_Problem requirements_
Reproduce verbatim the passage below on Yekaterinburg's cultural life and the Ural Biennale of Contemporary Art, in its entirety.

_Source_

————

With 50 museums, 15 theatres and 20 institutions of higher education Yekaterinburg is sure to have busy cultural life. Recently it has attracted many contemporary artists as the first Ural Biennale of Contemporary Art is now open in the city until middle October.
The exhibitions are set in 6 factories of Yekaterinburg. The most interesting and worth visiting is in Urlamsh - the Ural heavy Machine Building Plant. You can get there by metro. The one and only metro line in Yekaterinburg goes directly to the northern district of Uralmsh. Uralmsh is a large industrial and residential area, back in the 90s it was known as the criminal capital of Russia. It is still a dare to walk in Uralmash after midnight but it's OK during a day. Take my word as I lived in Uralmash for 5 years.

————

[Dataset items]
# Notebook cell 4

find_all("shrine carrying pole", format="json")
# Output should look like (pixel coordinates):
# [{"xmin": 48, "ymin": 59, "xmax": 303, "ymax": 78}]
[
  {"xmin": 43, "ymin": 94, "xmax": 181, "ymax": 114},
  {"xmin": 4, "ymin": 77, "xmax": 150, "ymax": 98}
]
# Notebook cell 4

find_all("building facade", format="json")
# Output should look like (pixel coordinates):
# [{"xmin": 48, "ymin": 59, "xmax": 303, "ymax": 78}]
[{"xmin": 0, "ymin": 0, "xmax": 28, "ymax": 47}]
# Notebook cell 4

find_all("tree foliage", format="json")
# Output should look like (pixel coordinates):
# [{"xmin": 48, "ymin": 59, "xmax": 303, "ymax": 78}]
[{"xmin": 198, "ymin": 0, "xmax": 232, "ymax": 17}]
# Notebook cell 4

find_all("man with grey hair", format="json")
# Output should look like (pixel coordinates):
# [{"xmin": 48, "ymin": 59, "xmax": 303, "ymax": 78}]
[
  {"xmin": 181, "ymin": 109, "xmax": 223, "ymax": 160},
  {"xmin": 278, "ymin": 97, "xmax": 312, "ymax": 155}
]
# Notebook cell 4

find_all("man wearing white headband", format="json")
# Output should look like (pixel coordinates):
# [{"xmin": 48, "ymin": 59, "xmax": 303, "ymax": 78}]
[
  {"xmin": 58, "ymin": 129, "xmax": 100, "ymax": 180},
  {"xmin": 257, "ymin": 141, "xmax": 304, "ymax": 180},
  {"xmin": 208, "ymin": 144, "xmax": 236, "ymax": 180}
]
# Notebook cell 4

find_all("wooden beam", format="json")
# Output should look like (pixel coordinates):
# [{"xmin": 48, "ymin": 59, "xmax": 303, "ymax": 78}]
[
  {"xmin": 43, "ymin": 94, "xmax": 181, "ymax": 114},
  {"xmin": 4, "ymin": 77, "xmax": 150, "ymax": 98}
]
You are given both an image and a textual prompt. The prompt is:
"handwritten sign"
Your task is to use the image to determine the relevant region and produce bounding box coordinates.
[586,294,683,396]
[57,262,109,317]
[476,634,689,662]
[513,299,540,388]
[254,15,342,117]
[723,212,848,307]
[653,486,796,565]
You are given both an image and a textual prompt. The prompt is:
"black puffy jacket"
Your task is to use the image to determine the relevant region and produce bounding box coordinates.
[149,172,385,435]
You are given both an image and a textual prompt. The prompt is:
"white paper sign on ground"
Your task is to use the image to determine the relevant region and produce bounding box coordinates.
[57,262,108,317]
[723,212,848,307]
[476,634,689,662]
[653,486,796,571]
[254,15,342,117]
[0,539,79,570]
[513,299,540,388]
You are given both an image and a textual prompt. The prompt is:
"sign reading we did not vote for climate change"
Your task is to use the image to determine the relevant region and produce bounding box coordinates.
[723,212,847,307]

————

_Finished answer_
With 50 museums, 15 theatres and 20 institutions of higher education Yekaterinburg is sure to have busy cultural life. Recently it has attracted many contemporary artists as the first Ural Biennale of Contemporary Art is now open in the city until middle October.
The exhibitions are set in 6 factories of Yekaterinburg. The most interesting and worth visiting is in Urlamsh - the Ural heavy Machine Building Plant. You can get there by metro. The one and only metro line in Yekaterinburg goes directly to the northern district of Uralmsh. Uralmsh is a large industrial and residential area, back in the 90s it was known as the criminal capital of Russia. It is still a dare to walk in Uralmash after midnight but it's OK during a day. Take my word as I lived in Uralmash for 5 years.